Begin Data rows

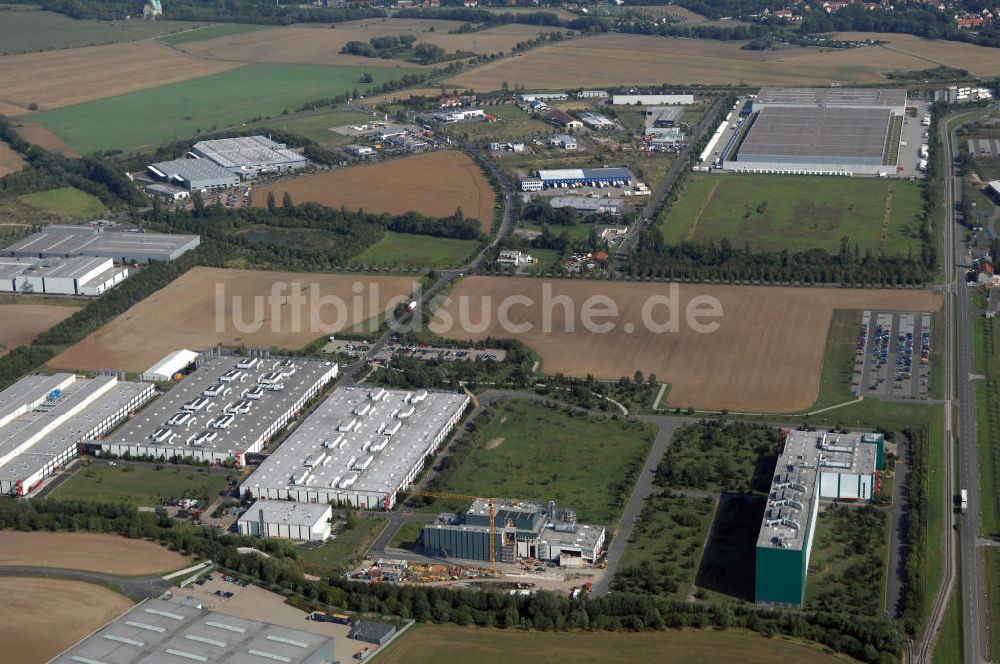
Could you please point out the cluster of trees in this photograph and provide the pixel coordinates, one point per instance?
(701, 261)
(916, 532)
(48, 170)
(402, 47)
(859, 535)
(239, 11)
(731, 456)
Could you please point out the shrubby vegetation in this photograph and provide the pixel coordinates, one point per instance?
(721, 456)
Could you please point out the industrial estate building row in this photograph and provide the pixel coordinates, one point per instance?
(83, 260)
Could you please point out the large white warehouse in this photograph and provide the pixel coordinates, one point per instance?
(45, 419)
(283, 519)
(361, 447)
(227, 408)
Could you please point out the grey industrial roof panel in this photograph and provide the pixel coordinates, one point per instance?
(29, 393)
(245, 427)
(831, 97)
(192, 170)
(163, 631)
(823, 133)
(335, 437)
(246, 152)
(287, 512)
(89, 241)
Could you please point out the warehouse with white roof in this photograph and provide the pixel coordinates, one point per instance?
(362, 446)
(45, 419)
(227, 408)
(285, 519)
(160, 631)
(80, 275)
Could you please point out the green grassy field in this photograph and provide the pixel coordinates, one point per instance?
(531, 452)
(406, 250)
(317, 127)
(142, 486)
(441, 644)
(181, 110)
(847, 568)
(209, 32)
(796, 212)
(66, 201)
(31, 30)
(345, 550)
(662, 556)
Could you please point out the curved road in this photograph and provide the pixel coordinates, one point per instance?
(135, 588)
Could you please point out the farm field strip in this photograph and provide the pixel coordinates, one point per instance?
(61, 78)
(184, 315)
(434, 184)
(611, 59)
(769, 344)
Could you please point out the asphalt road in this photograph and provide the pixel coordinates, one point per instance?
(136, 588)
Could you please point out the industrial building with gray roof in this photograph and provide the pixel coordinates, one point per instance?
(227, 408)
(194, 174)
(124, 246)
(160, 631)
(44, 419)
(824, 131)
(812, 466)
(361, 447)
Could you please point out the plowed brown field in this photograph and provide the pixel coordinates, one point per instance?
(184, 315)
(60, 78)
(24, 322)
(433, 184)
(33, 607)
(765, 356)
(321, 45)
(616, 58)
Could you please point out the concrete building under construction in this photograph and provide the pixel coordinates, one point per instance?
(521, 530)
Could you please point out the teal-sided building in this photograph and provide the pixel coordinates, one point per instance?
(522, 530)
(812, 466)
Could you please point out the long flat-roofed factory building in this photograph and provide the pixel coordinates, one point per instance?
(227, 408)
(361, 446)
(44, 420)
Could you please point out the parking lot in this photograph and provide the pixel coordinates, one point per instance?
(892, 357)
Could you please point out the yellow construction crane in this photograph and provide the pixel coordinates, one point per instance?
(491, 502)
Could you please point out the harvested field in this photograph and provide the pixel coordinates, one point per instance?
(600, 60)
(321, 45)
(60, 78)
(439, 644)
(31, 31)
(979, 60)
(183, 315)
(38, 135)
(765, 356)
(24, 322)
(33, 606)
(91, 552)
(433, 184)
(10, 161)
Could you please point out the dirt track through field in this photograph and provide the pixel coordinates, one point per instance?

End Data rows

Short exercise >> Reproduce every line above as written, skipping pictures.

Written answer >>
Could you please point out the cluster of trees in this photograph and provide the pixel coordinates, one point per instance?
(701, 261)
(916, 532)
(48, 170)
(402, 47)
(859, 535)
(239, 11)
(731, 456)
Could you please point out the shrubby vegetation in this photograph and provide the pixel coordinates, one point per instance?
(721, 456)
Could you please point out the industrial estate building row in this photograph and provide the pixel coordinates, one point per instance?
(83, 260)
Could you please point out the large white warehouse in this photograph and provide the pixel coordinates, one point per instance?
(45, 419)
(283, 519)
(361, 447)
(227, 408)
Could you please point out the grey industrial roof panel in this photograph and provide the pixel coordinates, one point per instance?
(29, 393)
(245, 427)
(831, 97)
(192, 170)
(163, 631)
(823, 133)
(335, 437)
(246, 152)
(287, 512)
(89, 241)
Could you please point out the warehouse with white roof in this photograph and provide the pixel coordinates, one point per instance?
(362, 446)
(45, 419)
(227, 408)
(285, 519)
(160, 631)
(80, 275)
Could you please point out the green grassy field in this photograph and provide the pixel coordinates, one point per instance?
(531, 452)
(406, 250)
(317, 127)
(142, 486)
(441, 644)
(181, 110)
(847, 568)
(209, 32)
(796, 212)
(66, 201)
(31, 30)
(345, 550)
(662, 556)
Could you please point out the curved road in this photograph and provide the pixel coordinates, one point per instance?
(135, 588)
Could you please point out the farm field strip in this photograph and provide the pixel coordinates, one point per instance?
(61, 78)
(184, 315)
(434, 184)
(611, 59)
(769, 344)
Could you please point out the asphalt road in this photograph and provide the pixel coordinates, one point per instance?
(136, 588)
Could you please point out the industrial building with gray roof in this photograph and provide the pixel coordinates, one point per instance?
(227, 408)
(194, 174)
(124, 246)
(160, 631)
(44, 419)
(824, 131)
(812, 466)
(361, 447)
Could you please point out the plowed brown field in this photograph and provide the pixel coordinates, one point per instance?
(184, 315)
(60, 78)
(24, 322)
(433, 184)
(33, 607)
(765, 356)
(321, 45)
(616, 58)
Could you please point out the concrete building under construction in this photograph and provide the pixel coordinates, one point per instance?
(521, 530)
Could you please point out the teal-sided building in this photograph and provide the pixel coordinates, one point per instance?
(522, 530)
(812, 466)
Could you please point out the long flat-roofed factory building in this photograph and provide the pixel coordinates, one point per instance?
(227, 408)
(361, 446)
(44, 420)
Could you please point out the parking lot in this photograph and provide the pixel coordinates, one point per instance?
(892, 357)
Could you please point out the yellow construction crane in this photograph and provide the pixel coordinates, one point per instance?
(491, 502)
Could you please point out the harvested field in this photograph and provide the pixel coordinates, one point per instance?
(600, 60)
(321, 45)
(60, 78)
(439, 644)
(31, 31)
(979, 60)
(183, 315)
(38, 135)
(765, 356)
(24, 322)
(33, 606)
(91, 552)
(433, 184)
(10, 161)
Could you please point out the dirt track through field in this photograph and provide the pixel coordinates, one point per instance?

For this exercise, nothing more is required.